**JOB**
Output only the lines from the one holding "of the yellow" to the end of the data below, please, copied exactly.

**TASK MATERIAL**
########

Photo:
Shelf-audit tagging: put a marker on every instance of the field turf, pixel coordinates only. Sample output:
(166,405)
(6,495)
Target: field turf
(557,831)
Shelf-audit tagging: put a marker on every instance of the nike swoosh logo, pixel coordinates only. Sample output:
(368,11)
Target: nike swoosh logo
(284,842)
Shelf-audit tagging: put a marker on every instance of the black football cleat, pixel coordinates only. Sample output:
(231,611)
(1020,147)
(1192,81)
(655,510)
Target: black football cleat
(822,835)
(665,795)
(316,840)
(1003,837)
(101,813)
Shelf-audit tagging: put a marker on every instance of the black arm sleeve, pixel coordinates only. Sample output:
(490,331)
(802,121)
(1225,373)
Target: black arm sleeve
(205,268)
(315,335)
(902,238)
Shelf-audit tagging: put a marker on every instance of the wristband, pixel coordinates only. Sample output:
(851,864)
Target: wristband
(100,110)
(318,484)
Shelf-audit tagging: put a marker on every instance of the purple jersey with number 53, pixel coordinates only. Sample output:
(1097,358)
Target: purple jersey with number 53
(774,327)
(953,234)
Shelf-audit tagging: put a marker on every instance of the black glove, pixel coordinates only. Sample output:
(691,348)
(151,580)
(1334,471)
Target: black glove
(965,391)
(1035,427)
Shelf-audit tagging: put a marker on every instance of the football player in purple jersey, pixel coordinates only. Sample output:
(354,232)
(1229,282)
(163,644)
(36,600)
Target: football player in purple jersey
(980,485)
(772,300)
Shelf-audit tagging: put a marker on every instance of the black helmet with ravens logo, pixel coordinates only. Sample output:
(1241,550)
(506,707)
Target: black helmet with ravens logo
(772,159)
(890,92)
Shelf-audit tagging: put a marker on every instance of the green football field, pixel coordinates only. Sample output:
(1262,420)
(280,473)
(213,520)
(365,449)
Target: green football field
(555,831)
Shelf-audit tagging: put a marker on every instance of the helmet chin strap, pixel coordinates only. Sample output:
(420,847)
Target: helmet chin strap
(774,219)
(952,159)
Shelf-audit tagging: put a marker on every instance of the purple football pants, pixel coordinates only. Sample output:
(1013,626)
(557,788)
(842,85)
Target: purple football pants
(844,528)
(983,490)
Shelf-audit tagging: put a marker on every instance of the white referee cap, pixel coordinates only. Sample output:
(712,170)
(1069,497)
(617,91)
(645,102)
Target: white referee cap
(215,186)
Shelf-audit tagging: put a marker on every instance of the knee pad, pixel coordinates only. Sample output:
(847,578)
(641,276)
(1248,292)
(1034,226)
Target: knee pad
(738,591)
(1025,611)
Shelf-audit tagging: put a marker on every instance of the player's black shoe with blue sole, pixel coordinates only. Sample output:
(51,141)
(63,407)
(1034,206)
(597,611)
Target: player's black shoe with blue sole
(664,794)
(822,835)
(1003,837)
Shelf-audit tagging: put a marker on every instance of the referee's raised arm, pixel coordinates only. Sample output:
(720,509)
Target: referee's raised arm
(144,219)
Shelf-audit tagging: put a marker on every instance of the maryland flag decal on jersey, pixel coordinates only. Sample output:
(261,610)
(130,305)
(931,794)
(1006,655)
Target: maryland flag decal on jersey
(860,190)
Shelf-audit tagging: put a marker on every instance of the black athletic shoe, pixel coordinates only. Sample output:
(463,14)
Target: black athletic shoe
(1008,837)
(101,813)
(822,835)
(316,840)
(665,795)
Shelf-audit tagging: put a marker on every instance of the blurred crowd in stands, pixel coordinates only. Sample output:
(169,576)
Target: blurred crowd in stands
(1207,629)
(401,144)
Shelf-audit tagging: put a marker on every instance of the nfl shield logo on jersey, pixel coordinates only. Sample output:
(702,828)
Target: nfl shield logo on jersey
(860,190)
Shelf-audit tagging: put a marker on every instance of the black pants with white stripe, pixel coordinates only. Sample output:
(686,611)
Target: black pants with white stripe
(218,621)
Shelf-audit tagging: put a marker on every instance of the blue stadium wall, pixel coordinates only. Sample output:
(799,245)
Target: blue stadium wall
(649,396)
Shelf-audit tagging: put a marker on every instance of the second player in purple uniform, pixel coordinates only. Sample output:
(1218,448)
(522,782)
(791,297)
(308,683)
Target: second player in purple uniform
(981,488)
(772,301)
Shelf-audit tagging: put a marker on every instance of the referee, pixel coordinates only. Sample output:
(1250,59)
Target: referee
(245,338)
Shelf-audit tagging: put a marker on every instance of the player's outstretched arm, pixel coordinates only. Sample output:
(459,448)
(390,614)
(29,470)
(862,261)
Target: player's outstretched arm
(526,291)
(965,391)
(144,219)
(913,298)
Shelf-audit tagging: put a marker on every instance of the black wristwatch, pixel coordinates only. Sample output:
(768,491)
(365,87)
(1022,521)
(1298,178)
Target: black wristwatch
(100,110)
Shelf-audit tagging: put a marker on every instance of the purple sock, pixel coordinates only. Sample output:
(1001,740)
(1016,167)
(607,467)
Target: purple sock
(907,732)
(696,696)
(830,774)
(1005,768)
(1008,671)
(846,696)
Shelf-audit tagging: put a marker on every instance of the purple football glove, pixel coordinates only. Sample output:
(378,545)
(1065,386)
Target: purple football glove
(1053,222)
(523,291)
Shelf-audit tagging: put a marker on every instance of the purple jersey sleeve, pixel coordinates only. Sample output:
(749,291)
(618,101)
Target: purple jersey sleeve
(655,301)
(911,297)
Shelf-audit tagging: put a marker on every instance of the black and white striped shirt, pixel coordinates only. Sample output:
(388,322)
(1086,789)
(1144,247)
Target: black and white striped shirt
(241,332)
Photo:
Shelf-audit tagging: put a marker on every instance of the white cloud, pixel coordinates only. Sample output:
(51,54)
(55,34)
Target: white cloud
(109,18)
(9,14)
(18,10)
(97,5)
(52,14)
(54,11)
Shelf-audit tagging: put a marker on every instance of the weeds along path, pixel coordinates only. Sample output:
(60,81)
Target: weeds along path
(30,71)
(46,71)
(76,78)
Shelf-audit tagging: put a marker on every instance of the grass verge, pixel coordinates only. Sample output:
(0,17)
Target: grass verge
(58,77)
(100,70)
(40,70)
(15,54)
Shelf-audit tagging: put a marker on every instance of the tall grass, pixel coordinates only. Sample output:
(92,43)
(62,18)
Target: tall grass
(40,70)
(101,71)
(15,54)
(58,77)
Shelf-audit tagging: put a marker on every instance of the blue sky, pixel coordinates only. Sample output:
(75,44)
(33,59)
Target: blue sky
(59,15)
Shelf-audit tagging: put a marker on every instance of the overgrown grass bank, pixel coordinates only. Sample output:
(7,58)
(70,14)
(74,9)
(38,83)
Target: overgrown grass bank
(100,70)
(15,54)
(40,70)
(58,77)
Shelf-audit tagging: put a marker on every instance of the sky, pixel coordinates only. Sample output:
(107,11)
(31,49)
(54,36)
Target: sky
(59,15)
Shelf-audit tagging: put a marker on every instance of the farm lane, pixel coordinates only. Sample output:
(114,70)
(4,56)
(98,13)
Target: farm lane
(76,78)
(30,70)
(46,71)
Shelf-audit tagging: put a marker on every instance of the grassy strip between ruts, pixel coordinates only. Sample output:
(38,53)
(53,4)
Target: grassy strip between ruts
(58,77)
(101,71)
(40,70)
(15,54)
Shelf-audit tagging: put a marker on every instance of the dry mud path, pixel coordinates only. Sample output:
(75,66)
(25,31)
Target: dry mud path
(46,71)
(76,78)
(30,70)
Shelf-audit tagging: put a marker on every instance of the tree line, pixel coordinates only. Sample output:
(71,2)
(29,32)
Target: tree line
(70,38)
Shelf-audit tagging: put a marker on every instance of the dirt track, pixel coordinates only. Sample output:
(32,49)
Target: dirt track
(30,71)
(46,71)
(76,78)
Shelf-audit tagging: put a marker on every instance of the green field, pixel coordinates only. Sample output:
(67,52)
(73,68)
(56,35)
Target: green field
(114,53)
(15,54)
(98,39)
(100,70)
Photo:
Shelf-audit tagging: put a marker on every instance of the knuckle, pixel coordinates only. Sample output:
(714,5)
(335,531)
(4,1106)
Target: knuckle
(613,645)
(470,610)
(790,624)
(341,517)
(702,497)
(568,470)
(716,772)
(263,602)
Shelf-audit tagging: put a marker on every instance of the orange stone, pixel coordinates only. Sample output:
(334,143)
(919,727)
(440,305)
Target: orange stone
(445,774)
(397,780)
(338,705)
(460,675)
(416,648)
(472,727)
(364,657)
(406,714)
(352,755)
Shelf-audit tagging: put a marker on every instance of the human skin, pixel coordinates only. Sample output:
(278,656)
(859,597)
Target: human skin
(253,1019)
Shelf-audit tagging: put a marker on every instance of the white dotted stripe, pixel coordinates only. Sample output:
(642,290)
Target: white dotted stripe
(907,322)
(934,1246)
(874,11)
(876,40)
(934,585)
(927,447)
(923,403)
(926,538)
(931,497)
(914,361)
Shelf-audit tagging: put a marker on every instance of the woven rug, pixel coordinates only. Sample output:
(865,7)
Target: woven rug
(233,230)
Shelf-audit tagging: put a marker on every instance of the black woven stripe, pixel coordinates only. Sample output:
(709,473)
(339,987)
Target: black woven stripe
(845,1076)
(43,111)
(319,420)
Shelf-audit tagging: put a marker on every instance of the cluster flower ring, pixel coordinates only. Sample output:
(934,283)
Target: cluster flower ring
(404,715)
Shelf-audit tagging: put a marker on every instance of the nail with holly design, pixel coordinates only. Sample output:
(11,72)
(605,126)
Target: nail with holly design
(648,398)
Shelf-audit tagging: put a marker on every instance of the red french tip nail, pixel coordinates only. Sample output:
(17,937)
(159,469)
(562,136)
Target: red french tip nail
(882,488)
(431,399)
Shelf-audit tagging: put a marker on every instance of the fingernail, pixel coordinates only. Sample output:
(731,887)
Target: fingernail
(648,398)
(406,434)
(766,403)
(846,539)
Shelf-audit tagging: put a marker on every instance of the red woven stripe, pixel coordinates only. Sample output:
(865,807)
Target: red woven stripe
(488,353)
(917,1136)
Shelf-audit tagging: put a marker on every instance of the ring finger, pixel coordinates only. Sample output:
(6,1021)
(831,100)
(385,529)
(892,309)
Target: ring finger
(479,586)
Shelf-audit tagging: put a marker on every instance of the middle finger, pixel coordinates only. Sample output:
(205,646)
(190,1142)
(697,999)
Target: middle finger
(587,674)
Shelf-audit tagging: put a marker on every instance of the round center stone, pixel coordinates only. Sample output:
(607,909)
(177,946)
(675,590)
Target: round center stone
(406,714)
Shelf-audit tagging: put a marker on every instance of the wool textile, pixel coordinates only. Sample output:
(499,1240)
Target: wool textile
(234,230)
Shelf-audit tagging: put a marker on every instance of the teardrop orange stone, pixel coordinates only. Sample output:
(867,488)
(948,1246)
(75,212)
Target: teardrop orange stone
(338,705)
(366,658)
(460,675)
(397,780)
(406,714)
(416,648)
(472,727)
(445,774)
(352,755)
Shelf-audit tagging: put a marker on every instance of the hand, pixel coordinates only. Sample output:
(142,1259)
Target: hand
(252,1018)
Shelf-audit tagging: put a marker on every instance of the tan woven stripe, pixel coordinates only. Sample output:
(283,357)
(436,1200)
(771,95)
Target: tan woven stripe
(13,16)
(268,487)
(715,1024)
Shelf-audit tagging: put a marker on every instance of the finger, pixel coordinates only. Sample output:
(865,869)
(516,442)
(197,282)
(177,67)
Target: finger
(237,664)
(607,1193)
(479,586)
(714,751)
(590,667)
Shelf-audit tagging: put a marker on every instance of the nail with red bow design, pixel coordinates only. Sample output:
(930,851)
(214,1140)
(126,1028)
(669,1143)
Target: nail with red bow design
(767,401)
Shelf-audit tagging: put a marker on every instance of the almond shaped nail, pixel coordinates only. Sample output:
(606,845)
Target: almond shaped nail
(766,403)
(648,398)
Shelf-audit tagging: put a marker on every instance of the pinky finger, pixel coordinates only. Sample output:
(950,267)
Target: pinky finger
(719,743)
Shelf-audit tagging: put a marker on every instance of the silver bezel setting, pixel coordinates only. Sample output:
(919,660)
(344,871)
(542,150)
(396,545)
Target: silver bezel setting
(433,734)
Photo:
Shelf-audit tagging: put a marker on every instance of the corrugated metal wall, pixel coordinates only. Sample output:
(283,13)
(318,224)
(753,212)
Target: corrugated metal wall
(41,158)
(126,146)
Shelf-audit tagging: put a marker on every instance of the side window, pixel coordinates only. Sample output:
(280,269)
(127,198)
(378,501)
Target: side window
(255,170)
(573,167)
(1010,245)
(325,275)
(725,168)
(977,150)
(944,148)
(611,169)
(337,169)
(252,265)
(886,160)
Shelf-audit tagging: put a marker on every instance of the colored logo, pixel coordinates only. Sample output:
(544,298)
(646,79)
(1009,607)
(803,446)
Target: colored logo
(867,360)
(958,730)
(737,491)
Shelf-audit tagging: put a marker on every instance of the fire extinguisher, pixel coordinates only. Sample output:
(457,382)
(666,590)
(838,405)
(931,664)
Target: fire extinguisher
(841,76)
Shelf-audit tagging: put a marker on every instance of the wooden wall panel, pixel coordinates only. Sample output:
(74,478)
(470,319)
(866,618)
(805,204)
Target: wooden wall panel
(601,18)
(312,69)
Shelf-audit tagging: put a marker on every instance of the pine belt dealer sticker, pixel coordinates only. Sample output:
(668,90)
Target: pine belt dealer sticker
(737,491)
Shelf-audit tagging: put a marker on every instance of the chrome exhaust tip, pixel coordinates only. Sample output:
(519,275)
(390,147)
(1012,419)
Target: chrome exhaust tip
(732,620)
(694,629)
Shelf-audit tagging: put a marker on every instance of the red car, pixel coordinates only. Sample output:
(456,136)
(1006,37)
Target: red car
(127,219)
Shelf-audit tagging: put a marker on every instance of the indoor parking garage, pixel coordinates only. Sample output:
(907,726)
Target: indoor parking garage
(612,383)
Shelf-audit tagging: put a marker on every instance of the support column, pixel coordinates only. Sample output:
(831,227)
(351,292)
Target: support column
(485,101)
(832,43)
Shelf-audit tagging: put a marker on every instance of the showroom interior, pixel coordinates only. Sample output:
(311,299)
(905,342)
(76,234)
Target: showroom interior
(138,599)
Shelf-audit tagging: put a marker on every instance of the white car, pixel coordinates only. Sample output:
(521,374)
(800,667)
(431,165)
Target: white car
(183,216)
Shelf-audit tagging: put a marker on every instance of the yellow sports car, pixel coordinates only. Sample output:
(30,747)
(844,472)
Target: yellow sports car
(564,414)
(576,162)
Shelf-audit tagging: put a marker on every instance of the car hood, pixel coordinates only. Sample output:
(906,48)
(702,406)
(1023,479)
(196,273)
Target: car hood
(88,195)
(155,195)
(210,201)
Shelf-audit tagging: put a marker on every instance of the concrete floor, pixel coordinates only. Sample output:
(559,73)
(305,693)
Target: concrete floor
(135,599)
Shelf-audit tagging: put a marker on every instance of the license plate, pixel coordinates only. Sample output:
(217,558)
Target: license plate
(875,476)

########

**RESULT OF THIS EXERCISE**
Shelf-audit tagging: put a marker on every instance of the yellow sports car, pixel coordinates only. Sample output:
(30,747)
(844,472)
Target: yellow sports car
(564,414)
(576,162)
Shelf-audit tagging: put a marker on every instance of the car hood, pixel coordinates only. Sample output:
(906,48)
(702,406)
(1023,479)
(196,273)
Target: car hood
(88,195)
(155,195)
(210,201)
Shelf-audit tagging: put a marker on every instance of the concrete floor, pixel coordinates only. Sample output:
(559,73)
(305,693)
Target: concrete floor
(135,599)
Shelf-audit tagging: put a marker on every instance of the license plate, pixel coordinates only. Sample output:
(217,558)
Target: license plate
(875,476)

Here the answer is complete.